**EXERCISE**. Only the lines below, from the one with "[point] shrub beside" through the one with "[point] blue sneaker", are to be written out, exactly.

**Dataset entries**.
☆ ☆ ☆ ☆ ☆

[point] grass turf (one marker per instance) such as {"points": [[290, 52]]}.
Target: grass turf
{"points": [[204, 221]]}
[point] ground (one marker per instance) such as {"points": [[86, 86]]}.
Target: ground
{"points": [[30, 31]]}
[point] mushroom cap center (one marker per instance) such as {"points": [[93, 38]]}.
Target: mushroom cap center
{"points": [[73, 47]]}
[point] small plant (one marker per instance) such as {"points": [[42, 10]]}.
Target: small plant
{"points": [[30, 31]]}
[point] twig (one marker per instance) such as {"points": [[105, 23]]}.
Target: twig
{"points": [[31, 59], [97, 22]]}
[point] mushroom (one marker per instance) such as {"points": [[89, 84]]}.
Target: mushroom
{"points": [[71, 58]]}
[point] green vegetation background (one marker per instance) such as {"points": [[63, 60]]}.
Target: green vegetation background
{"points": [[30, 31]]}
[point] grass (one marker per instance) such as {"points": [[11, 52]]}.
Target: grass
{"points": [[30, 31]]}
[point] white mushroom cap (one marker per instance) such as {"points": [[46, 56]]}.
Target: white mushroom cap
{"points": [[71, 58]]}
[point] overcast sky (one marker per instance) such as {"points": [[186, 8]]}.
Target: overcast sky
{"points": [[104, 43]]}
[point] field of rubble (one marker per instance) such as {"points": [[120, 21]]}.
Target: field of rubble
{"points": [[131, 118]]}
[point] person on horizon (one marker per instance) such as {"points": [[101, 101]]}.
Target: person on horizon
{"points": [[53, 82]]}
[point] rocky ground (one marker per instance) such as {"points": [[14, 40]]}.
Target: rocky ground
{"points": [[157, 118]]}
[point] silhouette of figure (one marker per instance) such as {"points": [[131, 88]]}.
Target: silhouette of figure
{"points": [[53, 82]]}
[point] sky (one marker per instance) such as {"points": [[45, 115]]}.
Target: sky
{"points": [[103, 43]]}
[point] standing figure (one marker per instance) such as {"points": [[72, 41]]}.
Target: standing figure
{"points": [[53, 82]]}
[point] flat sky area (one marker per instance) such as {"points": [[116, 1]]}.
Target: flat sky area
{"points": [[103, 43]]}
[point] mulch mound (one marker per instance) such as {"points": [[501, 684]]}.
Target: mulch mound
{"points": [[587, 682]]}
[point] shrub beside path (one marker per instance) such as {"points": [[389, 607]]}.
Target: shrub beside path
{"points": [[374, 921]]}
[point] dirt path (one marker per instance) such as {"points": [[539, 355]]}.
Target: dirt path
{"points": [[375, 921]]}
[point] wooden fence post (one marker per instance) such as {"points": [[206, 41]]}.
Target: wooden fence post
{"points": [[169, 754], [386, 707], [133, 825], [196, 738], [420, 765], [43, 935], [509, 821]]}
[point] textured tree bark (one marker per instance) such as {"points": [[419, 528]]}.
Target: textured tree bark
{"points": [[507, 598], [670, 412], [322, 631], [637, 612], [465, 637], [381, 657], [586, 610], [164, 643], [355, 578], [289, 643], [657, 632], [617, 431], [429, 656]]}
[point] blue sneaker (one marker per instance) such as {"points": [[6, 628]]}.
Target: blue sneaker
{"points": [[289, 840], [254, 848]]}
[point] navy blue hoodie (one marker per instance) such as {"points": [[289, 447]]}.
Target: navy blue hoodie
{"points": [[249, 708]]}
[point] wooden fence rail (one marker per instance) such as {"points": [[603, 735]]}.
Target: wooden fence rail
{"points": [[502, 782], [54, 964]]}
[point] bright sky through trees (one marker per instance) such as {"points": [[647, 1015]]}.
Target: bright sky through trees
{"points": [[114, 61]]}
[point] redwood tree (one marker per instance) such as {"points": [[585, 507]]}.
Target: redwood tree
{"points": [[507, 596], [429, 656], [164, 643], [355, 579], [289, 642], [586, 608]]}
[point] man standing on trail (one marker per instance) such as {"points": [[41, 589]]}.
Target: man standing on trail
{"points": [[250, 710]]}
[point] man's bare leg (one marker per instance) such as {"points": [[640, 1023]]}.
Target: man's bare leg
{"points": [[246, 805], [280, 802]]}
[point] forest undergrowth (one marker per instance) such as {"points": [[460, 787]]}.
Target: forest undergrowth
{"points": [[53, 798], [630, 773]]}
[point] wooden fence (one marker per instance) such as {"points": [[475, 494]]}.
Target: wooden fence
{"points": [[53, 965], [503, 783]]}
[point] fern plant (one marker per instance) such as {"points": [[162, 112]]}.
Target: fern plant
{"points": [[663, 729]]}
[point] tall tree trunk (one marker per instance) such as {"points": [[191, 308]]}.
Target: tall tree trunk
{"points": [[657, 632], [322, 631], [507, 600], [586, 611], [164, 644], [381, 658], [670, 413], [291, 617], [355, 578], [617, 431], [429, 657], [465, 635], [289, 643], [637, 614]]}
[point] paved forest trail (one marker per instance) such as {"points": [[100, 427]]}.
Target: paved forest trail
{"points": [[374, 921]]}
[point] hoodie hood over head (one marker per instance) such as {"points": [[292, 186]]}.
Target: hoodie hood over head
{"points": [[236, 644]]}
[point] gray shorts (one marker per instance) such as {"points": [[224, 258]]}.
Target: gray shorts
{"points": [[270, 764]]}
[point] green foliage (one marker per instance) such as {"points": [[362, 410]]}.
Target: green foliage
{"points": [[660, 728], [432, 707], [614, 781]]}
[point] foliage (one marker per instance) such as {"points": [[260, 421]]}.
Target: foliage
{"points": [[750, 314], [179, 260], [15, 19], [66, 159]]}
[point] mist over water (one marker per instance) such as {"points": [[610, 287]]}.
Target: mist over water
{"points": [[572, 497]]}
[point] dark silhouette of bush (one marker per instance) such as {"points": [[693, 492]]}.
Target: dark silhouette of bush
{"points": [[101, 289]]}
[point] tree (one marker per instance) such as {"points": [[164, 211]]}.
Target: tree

☆ ☆ ☆ ☆ ☆

**EXERCISE RESPONSE**.
[point] shrub beside path (one marker per instance) such as {"points": [[389, 607]]}.
Target: shrub beside path
{"points": [[374, 921]]}
[point] dirt path (one marker per instance) such as {"points": [[539, 355]]}.
Target: dirt path
{"points": [[375, 921]]}
[point] wooden fence post (one marker per instance) such as {"points": [[206, 41]]}.
Target: wooden fence post
{"points": [[169, 754], [386, 707], [133, 825], [196, 738], [420, 765], [43, 935], [509, 821]]}
[point] textured tree bark (one marker per instance) such as {"points": [[419, 528]]}.
Target: textured tree bark
{"points": [[507, 598], [670, 412], [322, 631], [637, 612], [465, 637], [381, 657], [586, 610], [164, 643], [355, 578], [289, 643], [657, 632], [617, 431], [429, 656]]}
[point] blue sneaker (one marker per instance) such as {"points": [[6, 628]]}.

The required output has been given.